#### Given request
Without skipping anything, write out each record below exactly.

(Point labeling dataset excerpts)
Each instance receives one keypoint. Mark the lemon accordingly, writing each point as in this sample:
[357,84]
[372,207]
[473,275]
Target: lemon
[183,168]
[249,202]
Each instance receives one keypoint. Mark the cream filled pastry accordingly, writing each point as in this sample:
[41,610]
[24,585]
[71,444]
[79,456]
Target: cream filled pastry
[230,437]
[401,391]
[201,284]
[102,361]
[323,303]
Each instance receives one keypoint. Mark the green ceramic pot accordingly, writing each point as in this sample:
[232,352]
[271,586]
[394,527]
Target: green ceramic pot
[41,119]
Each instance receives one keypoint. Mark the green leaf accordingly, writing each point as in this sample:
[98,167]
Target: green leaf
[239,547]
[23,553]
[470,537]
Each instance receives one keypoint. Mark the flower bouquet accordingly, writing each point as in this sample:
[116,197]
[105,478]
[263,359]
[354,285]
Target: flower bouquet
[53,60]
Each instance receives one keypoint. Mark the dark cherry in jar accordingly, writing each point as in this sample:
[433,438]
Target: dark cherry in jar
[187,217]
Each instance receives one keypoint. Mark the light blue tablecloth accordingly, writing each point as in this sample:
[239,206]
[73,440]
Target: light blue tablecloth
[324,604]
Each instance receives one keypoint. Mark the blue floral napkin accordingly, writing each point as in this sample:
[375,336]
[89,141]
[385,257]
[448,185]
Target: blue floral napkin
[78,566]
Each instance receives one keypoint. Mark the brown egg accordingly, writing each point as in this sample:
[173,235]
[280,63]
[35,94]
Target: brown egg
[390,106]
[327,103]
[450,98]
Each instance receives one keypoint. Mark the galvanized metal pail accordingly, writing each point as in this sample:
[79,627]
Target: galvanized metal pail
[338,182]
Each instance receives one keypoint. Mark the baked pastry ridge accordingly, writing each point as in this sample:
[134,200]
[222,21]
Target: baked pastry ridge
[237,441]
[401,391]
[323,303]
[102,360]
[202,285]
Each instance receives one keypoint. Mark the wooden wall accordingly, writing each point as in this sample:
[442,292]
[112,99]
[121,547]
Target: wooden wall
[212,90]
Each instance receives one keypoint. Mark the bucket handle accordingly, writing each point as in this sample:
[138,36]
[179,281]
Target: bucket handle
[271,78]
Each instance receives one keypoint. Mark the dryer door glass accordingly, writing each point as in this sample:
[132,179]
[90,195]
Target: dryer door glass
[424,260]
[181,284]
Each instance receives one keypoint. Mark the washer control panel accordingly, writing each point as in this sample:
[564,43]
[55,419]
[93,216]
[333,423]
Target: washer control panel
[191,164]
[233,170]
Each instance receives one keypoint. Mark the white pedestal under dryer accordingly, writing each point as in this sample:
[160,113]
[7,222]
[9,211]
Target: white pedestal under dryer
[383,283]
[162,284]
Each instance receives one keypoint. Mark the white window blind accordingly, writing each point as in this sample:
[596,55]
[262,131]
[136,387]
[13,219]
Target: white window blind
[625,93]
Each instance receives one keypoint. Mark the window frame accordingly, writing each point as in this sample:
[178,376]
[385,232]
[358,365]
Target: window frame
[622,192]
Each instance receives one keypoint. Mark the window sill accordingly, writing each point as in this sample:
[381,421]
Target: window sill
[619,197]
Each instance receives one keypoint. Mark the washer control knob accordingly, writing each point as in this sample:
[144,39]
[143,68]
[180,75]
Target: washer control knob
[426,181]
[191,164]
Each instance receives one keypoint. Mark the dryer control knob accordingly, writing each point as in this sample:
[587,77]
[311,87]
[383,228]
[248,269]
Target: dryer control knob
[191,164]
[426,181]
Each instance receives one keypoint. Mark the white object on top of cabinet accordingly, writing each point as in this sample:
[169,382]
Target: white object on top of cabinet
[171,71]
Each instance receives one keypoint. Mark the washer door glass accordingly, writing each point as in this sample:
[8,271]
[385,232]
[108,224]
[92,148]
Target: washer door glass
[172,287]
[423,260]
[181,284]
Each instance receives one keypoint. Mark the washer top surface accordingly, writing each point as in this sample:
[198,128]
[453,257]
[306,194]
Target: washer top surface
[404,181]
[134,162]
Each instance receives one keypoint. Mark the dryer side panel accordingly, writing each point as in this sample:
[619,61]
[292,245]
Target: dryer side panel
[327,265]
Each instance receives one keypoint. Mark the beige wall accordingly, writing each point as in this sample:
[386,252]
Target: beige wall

#### Reply to the exercise
Each instance receives one keypoint. Mark the lemon accordingly, writing each point as in this sample:
[357,84]
[372,207]
[473,275]
Target: lemon
[183,168]
[249,202]
Each instance receives one keypoint. Mark the cream filled pastry accordingly, writing each point as in this sample:
[41,610]
[24,585]
[71,444]
[79,456]
Target: cream filled pastry
[230,437]
[401,391]
[201,284]
[102,361]
[323,303]
Each instance receives one keypoint. Mark the green ceramic pot accordingly, writing each point as in this sample:
[232,352]
[271,586]
[394,527]
Target: green ceramic pot
[41,119]
Each instance receives one keypoint. Mark the green leaf accordingly, writing each point as in this sample:
[98,167]
Target: green leaf
[239,547]
[23,553]
[470,537]
Each instance receives one keypoint. Mark the flower bouquet accordingly, writing each point as in this sample:
[116,197]
[105,478]
[263,359]
[354,285]
Target: flower bouquet
[53,60]
Each instance receives one keypoint. Mark the dark cherry in jar accordingly, writing each point as in this sample:
[433,438]
Target: dark cherry in jar
[187,217]
Each instance receives one keypoint. Mark the light blue tablecloth accordingly, writing each point as in this sample:
[239,206]
[73,440]
Target: light blue tablecloth
[324,604]
Each instance receives one keypoint. Mark the blue floral napkin accordingly, writing each point as in this sample:
[375,336]
[89,141]
[385,257]
[448,185]
Target: blue floral napkin
[78,566]
Each instance receives one keypoint. Mark the brown egg accordingly, writing each point as in this sample:
[173,235]
[280,63]
[35,94]
Target: brown egg
[390,106]
[327,103]
[450,98]
Each instance receives one keypoint. Mark the galvanized metal pail accordingly, writing each point as in this sample:
[79,627]
Target: galvanized metal pail
[338,182]
Each instance receives one keypoint. Mark the baked pastry ridge accordingly, writing each point as in this sample:
[134,200]
[222,21]
Target: baked pastry ridge
[237,441]
[401,391]
[323,303]
[102,360]
[202,285]
Each instance receives one keypoint. Mark the wooden wall accordingly, writing each point as in this sample:
[442,292]
[112,99]
[121,547]
Target: wooden wall
[212,90]
Each instance receives one keypoint. Mark the bucket handle accordingly, writing each point as in this sample:
[138,36]
[179,281]
Target: bucket handle
[271,78]
Each instance receives one keypoint. Mark the dryer door glass accordingly, writing each point as in this sample:
[132,179]
[90,195]
Target: dryer door glass
[424,260]
[181,284]
Each instance receives one keypoint. Mark the washer control panel accordingly, writing each point as in this sample:
[564,43]
[55,419]
[93,216]
[333,423]
Target: washer control panel
[191,164]
[233,170]
Each instance receives one keypoint. Mark the white pedestal under dryer accordingly, writing each point as in this sample:
[160,113]
[7,222]
[9,211]
Target: white pedestal under dryer
[383,283]
[162,284]
Each instance receives one keypoint. Mark the white window blind accordingly, writing each point as in this sample:
[596,55]
[262,131]
[136,387]
[13,219]
Target: white window blind
[625,93]
Each instance receives one keypoint. Mark the window frame accordingly, writing each point as in this sample:
[178,376]
[385,232]
[358,365]
Target: window frame
[622,192]
Each instance receives one keypoint. Mark the window sill accordingly, writing each point as in this sample:
[381,421]
Target: window sill
[619,197]
Each instance receives one keypoint. Mark the washer control knob accordingly, writing each point as in this sample:
[144,39]
[143,68]
[180,75]
Target: washer control knob
[426,181]
[191,164]
Each instance receives one keypoint. Mark the dryer control knob accordingly, writing each point as in this sample:
[587,77]
[311,87]
[383,228]
[248,269]
Target: dryer control knob
[191,164]
[426,181]
Each instance receives one keypoint. Mark the white object on top of cabinet accordingly, writing each point as in this sample:
[169,382]
Target: white object on top of cabinet
[171,71]
Each instance receives one keypoint. Mark the washer door glass accordingly, writing each point as in this sample:
[8,271]
[385,232]
[108,224]
[92,148]
Target: washer door glass
[172,287]
[423,260]
[181,284]
Each instance receives one keypoint. Mark the washer top surface accordingly, writing each point as in this sample:
[198,128]
[453,257]
[306,194]
Target: washer top surface
[404,181]
[134,162]
Each instance receives one keypoint. Mark the dryer side panel accordingly, writing each point as in this sample:
[619,61]
[292,245]
Target: dryer side panel
[327,265]
Each instance receives one keypoint. Mark the beige wall accordingly, writing each point as in this sample:
[386,252]
Target: beige wall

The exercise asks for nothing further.